*** Input material ***
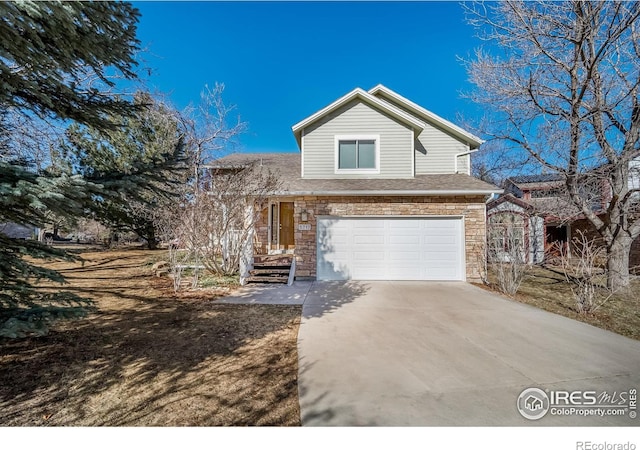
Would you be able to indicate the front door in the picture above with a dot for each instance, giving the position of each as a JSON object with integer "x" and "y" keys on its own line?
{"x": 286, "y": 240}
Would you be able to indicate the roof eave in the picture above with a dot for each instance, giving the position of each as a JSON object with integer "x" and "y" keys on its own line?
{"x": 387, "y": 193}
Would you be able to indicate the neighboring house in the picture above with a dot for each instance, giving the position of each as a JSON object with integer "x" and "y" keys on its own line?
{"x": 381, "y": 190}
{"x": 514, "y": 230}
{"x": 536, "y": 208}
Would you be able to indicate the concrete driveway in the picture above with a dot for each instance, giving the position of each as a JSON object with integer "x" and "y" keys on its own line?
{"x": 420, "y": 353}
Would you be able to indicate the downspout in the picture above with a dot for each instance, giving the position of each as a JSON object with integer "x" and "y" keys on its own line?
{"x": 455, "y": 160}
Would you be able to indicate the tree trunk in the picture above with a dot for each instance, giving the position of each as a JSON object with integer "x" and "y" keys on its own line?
*** End of Input material ***
▶ [Activity]:
Your job is to copy every entry exactly. Omit the pictures.

▶ [Output for this task]:
Would you be able to indicate the front door in the picture above with a dot for each instance, giving the position of each as a JSON object with integer "x" and "y" keys on its own line?
{"x": 286, "y": 240}
Would you be able to indicate the roof eave in the picture above with a dot for each instance, giving the position of each as a JSON object with integer "x" and "y" keys on its own line?
{"x": 387, "y": 193}
Would you be able to indicate the neighboring house in the picture above with a dot for each instance, giving the position of each as a JSON object with integer "x" and "y" keys on its own line?
{"x": 381, "y": 190}
{"x": 514, "y": 230}
{"x": 536, "y": 208}
Would you be able to indicate the concrete driveway in the picture above with a dot for each instance, giving the position of each as a JSON object with integer "x" and "y" keys on its own line?
{"x": 420, "y": 353}
Would you be able to indicate the downspout in the picture above with a dot for each instance, giving the position of each as a JSON object with integer "x" and "y" keys on its own line?
{"x": 455, "y": 160}
Would you be able to indicate the tree trunk in the picture above with a dot for each instance, giving the position of each as a JSON object with integer "x" and "y" keys on its own line?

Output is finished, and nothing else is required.